*Exercise set*:
1. In the CUDA forum thread, echo the passage starting at "I comput primes" and ending at "(index + Nstart); i++)".
2. Name every header file that the CUDA forum thread pulls in with an #include directive.
3. According to the CUDA forum thread, which GPUs support oversubscription of GPU physical memory with managed memory on CUDA 9 and Linux?

#### Extracted text ####

Using CPU RAM and Computing with the GPU

Hello

I comput primes numbers with cuda :

__global__  void PrimeNumberV2( bool *tab, unsigned long long Nstart,  unsigned long long Ndelta)
{
	
	unsigned long long index = blockIdx.x * blockDim.x + threadIdx.x;
	while (index <= Ndelta)
	{	
		unsigned long long N = (index + Nstart)*2+1;
		unsigned long long c = 0;
		for (unsigned long long i = 1; i < (index + Nstart); i++)
		{
			c = i * 2 + 1;
			if (N%c == 0)
			{
				tab[index] = false;
				break;
			}
		}
		//index = Ndelta + 1;
		index +=blockDim.x * gridDim.x;
	}
}

I use Unified Memory :

#include "cuda_runtime.h"
#include "device_launch_parameters.h"

#include <stdio.h>
#include <iostream>
#include <chrono>	//Keep track of time
#include <fstream>	
using namespace std::chrono;
std::ofstream fileOut_Benchmark;
__device__ __managed__  bool  *Tab;

Code CPU host :

unsigned long long Udiff = (end - start)/2;
		//bool *Tab = NULL;
		cudaMallocManaged(&Tab, Udiff * sizeof(bool));
		cudaDeviceSynchronize();
		initTab(Tab, Udiff);
		cudaDeviceSynchronize();
		int NbThreadPerBlock = 1024;
		int NbBlockPerGrid = 512;
		PrimeNumberV2 << <NbBlockPerGrid, NbThreadPerBlock >> > (Tab, startN, Udiff);
		cudaDeviceSynchronize();
		count = countTab(Tab, Udiff, startN, mode);
		cudaFree(Tab);

Problem, a size of Tab is limited at 600 000 elements and I want have Tab with 20 000 000 000 elements.

I propose to use a RAM of my PC (32 Go) for to stock Tab, but how do I do that?

Pascal and Volta GPUs on CUDA 9 and Linux support oversubscription of GPU physical memory when using managed memory.

You appear to be running on windows. This feature (oversubscription) is not available on Windows on CUDA 9.

#### Data entries ####

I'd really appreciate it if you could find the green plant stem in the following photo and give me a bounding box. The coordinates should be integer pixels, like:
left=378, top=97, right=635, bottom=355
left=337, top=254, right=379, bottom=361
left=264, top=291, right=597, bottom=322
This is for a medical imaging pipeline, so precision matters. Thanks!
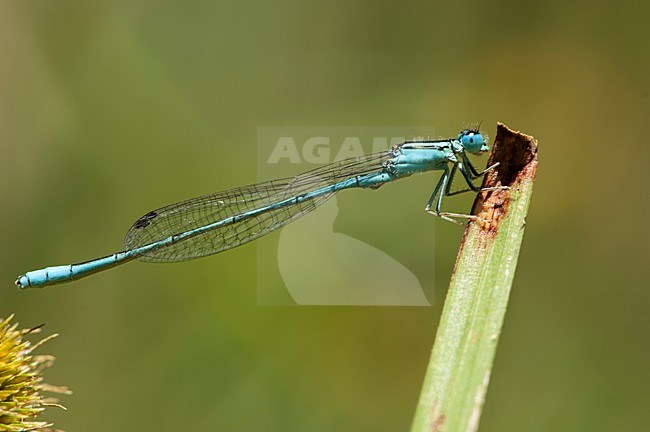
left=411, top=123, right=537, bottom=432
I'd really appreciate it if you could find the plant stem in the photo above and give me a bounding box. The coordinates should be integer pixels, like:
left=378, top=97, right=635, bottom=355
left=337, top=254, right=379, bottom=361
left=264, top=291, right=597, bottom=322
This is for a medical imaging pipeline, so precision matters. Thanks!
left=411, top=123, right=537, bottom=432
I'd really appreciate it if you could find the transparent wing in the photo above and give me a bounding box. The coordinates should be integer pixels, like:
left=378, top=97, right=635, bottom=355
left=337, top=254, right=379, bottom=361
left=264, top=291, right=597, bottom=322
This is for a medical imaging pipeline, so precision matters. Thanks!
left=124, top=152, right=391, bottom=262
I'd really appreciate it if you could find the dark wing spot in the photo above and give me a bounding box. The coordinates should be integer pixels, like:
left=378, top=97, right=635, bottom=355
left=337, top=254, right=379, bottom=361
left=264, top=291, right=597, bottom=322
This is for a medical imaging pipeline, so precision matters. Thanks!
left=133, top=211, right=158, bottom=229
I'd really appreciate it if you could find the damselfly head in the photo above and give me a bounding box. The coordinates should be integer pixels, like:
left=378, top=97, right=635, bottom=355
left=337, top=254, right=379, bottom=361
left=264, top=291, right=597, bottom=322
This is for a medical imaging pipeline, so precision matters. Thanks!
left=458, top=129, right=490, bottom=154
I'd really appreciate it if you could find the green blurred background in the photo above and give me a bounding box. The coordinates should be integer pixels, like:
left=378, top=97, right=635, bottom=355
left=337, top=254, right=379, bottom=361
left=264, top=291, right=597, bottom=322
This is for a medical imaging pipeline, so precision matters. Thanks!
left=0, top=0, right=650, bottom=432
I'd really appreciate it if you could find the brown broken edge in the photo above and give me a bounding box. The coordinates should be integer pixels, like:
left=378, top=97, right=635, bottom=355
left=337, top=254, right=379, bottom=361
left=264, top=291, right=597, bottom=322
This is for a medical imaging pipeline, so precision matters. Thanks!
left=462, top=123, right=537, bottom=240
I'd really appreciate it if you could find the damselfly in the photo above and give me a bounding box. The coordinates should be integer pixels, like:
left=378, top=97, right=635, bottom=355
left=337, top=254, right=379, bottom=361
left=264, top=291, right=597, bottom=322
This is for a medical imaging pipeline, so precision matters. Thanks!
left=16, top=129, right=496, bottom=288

####

*Answers given*:
1.
I comput primes numbers with cuda :

__global__  void PrimeNumberV2( bool *tab, unsigned long long Nstart,  unsigned long long Ndelta)
{
	
	unsigned long long index = blockIdx.x * blockDim.x + threadIdx.x;
	while (index <= Ndelta)
	{	
		unsigned long long N = (index + Nstart)*2+1;
		unsigned long long c = 0;
		for (unsigned long long i = 1; i < (index + Nstart); i++)

2.
cuda_runtime.h
device_launch_parameters.h
stdio.h
iostream
chrono
fstream

3. Pascal and Volta GPUs.